Portsmouth OH Daily Times, Dec. 5, 1928.

Police expressed their certainty that other organized criminals were staying elsewhere in the city. Rumors indicated that Chicago's Al Capone had been seen in the area.

Local authorities believed they had broken up a meeting called to settle feuds over Prohibition Era corn sugar, a necessary commodity for moonshining operations. They were mistaken. The bloody corn-sugar wars of the Cleveland underworld already had been resolved.

Some historians have suggested, quite wrongly, that the Cleveland gathering was the first formative convention of the U.S. Mafia (a number of writers have referred to the criminal society as the "Unione Siciliana"). Actually, a national Mafia network had been in place for many years, and meetings of Mafiosi occurred fairly regularly.
◆ ◆ ◆ ◆ ◆ ◆ ◆
■ Work instructions ■
a. List each place name in the passage about the Cleveland gathering once, in the order they first appear.
b. Retype the passage about the Cleveland gathering from "Police expressed their" to "occurred fairly regularly.".
◆ ◆ ◆ ◆ ◆ ◆ ◆
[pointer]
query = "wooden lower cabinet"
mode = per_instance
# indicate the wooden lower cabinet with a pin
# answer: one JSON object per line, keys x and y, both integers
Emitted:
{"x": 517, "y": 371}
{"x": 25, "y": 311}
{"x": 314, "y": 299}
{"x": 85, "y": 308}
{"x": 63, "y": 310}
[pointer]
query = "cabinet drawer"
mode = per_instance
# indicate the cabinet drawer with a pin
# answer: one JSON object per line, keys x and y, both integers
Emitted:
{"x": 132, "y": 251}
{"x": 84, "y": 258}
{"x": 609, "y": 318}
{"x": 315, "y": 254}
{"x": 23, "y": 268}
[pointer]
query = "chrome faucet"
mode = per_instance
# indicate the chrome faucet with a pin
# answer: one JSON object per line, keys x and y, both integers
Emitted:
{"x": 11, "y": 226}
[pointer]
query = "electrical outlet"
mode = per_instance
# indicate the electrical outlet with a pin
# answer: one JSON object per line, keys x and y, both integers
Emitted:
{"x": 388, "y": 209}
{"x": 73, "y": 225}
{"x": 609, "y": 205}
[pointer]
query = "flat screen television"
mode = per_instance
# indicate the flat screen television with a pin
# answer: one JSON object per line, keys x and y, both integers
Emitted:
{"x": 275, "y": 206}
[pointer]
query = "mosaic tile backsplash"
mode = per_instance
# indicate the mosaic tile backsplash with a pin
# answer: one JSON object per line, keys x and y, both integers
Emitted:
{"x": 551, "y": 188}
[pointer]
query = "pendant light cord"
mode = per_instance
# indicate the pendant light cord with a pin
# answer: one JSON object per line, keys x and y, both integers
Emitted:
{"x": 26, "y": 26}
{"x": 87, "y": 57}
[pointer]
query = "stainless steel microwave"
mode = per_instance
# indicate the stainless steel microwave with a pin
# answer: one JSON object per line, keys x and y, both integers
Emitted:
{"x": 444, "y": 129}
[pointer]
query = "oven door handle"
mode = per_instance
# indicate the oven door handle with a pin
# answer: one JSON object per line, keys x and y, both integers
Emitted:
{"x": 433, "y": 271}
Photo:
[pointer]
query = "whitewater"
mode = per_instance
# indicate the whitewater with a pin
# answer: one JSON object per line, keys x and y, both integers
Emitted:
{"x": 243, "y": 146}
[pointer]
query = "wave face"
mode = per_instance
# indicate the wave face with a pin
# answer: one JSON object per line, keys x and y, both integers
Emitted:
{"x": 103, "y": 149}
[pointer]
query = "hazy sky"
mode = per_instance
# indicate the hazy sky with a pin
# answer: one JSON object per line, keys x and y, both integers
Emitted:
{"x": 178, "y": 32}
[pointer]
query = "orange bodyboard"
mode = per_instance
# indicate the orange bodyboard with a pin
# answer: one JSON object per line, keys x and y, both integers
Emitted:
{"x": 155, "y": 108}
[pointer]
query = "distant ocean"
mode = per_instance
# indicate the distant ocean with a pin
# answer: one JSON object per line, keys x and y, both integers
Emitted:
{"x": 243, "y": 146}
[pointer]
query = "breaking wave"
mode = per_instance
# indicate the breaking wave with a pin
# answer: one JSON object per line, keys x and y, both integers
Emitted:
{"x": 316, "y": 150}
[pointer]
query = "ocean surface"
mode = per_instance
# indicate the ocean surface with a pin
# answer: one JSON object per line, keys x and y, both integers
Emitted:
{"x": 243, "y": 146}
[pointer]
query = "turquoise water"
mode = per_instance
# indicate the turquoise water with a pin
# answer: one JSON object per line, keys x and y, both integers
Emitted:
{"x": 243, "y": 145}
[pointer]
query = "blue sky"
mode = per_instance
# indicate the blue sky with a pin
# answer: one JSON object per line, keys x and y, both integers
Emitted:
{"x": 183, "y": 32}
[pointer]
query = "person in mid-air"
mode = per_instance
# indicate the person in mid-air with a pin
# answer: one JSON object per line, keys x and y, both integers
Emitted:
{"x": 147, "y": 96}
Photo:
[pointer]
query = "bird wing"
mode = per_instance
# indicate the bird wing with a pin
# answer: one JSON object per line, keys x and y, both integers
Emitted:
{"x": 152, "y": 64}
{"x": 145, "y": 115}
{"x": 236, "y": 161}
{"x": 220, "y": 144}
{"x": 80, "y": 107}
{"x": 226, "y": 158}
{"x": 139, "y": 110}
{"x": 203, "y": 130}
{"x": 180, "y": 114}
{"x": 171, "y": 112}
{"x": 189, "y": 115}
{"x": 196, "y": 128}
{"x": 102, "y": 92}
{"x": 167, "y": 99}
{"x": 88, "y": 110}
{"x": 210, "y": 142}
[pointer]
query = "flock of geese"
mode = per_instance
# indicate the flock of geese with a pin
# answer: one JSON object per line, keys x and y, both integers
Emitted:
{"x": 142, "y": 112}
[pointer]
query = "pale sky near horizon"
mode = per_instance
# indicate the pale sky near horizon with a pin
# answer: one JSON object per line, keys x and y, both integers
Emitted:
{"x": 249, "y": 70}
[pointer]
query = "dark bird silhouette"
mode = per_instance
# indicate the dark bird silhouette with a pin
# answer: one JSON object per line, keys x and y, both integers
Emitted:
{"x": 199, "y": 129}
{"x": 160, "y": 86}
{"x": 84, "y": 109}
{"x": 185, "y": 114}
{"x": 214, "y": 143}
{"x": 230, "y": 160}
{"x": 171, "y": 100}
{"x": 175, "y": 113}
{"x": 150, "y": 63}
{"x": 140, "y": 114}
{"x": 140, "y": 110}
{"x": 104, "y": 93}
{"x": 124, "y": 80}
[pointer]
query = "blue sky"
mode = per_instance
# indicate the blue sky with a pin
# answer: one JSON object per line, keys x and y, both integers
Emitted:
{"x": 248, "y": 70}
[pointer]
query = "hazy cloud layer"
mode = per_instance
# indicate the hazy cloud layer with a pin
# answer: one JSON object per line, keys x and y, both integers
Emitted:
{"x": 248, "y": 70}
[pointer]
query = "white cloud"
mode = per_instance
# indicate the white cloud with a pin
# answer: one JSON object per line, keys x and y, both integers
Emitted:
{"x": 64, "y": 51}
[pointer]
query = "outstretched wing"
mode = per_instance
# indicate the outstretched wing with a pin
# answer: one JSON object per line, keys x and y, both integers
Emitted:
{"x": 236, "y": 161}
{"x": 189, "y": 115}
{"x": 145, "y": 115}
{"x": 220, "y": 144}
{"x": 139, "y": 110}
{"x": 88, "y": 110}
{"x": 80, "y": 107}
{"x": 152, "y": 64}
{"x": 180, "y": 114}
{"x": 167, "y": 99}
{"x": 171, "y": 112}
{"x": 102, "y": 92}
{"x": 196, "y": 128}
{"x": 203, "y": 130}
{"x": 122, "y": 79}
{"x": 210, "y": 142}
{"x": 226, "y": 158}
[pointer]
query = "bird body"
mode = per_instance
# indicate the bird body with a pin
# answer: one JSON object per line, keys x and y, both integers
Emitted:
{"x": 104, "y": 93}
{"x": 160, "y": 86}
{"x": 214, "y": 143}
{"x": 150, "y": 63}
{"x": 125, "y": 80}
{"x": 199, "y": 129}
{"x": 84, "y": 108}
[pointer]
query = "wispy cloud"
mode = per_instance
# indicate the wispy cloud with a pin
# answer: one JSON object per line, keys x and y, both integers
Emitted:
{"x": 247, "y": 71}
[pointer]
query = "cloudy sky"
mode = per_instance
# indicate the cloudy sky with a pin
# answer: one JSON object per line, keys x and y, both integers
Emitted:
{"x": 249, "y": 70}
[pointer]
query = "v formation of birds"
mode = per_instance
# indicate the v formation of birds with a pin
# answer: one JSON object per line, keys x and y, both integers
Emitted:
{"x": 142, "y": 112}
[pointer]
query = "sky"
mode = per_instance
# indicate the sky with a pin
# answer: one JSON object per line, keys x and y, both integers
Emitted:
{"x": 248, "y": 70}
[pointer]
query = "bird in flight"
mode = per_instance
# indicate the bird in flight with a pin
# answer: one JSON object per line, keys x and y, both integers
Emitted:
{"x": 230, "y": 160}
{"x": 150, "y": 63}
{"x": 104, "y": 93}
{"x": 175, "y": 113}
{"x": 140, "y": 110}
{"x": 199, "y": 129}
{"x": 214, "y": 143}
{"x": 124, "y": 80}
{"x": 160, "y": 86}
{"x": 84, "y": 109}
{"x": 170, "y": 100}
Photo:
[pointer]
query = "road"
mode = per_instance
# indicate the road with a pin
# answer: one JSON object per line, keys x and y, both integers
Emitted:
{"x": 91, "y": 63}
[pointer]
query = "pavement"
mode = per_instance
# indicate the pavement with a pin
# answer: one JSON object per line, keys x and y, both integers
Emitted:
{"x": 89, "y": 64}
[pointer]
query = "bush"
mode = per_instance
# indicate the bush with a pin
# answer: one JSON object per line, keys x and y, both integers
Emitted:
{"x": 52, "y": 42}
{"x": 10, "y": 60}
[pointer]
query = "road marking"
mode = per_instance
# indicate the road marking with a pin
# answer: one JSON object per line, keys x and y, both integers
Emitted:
◆ ◆ ◆ ◆ ◆ ◆ ◆
■ List of solutions ■
a. Portsmouth OH, Chicago, Cleveland, U.S.

b.
Police expressed their certainty that other organized criminals were staying elsewhere in the city. Rumors indicated that Chicago's Al Capone had been seen in the area.

Local authorities believed they had broken up a meeting called to settle feuds over Prohibition Era corn sugar, a necessary commodity for moonshining operations. They were mistaken. The bloody corn-sugar wars of the Cleveland underworld already had been resolved.

Some historians have suggested, quite wrongly, that the Cleveland gathering was the first formative convention of the U.S. Mafia (a number of writers have referred to the criminal society as the "Unione Siciliana"). Actually, a national Mafia network had been in place for many years, and meetings of Mafiosi occurred fairly regularly.